Trasversali, trasversalissimi. Lui, Massimo Arcangeli, e l’appello di cui è promotore. Da raffinato linguista, docente di Sociologia dei processi culturali e comunicativi all’università di Cagliari, critico letterario, fondatore e direttore artistico del Festival della lingua italiana e autore del testo della petizione «Lo schwa (ə)? No, grazie. Pro lingua nostra» (consultabile su Change.org e sottoscritto tra gli altri da Massimo Cacciari, Edith Bruck, Paolo Flores d’Arcais e Ascanio Celestini), Arcangeli attraversa la geografia politica e mediatica da sinistra a destra senza scomporsi. La voce di Wikipedia che lo riguarda però è un filo datata e tra le collaborazioni giornalistiche che gli attribuisce, oltre alla Stampa, L’Unione sarda e Repubblica, compaiono solo testate di sinistra, alcune defunte: Il Manifesto, L’Unità e Liberazione. «Andrebbe aggiornata perché sono anche blogger per Il Fatto quotidiano e Il Post e collaboro con Il Messaggero, Il Giornale e Libero».

A che punto è la vostra petizione contro l’adozione della o dello schwa nella lingua italiana… A proposito, che articolo va usato?

«Un paio d’ore fa eravamo a 18.500 firme, ma le adesioni continuano a crescere. Quanto all’articolo che dovrebbe accompagnare la schwa dovrebbe essere la elle con la e rovesciata: lə».

Un rebus trovarla sulla tastiera.

«In alcuni dispositivi di ultimissima generazione, pochi, si trova. Ma poi c’è il problema del plurale, i gli le, che si scrive l3».

Formalismo contro buon senso?

«E moltiplicazione dell’inutile. Perché bisogna distinguere anche la fonetica: questi segni o simboli dovrebbero essere pronunciabili e distinguibili. Lo schwa semplice per il singolare deve differire dallo schwa lungo per il plurale».

Roba da logopedisti.

«Circolano podcast che istruiscono sulla pronuncia».

Da cosa è nata l’idea, qualcosa di preciso vi ha fatto rompere gli indugi?

CONSEGNA 1.
Modifica il brano dell'intervista sullo schwa: parti dalle parole "A che punto" e fermati dopo "contro buon senso?", sostituendo "firme" con "sottoscrizioni".
CONSEGNA 2.
Estrai tutte le voci della raccolta di dati e ricopiale riga per riga, identiche all'originale.

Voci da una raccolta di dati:
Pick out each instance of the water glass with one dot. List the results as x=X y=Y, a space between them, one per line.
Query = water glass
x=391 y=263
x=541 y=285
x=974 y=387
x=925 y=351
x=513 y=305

RISPOSTA COMPLETA 1.
A che punto è la vostra petizione contro l’adozione della o dello schwa nella lingua italiana… A proposito, che articolo va usato?

«Un paio d’ore fa eravamo a 18.500 sottoscrizioni, ma le adesioni continuano a crescere. Quanto all’articolo che dovrebbe accompagnare la schwa dovrebbe essere la elle con la e rovesciata: lə».

Un rebus trovarla sulla tastiera.

«In alcuni dispositivi di ultimissima generazione, pochi, si trova. Ma poi c’è il problema del plurale, i gli le, che si scrive l3».

Formalismo contro buon senso?

RISPOSTA COMPLETA 2.
Pick out each instance of the water glass with one dot. List the results as x=X y=Y, a space between them, one per line.
Query = water glass
x=391 y=263
x=541 y=285
x=974 y=387
x=925 y=351
x=513 y=305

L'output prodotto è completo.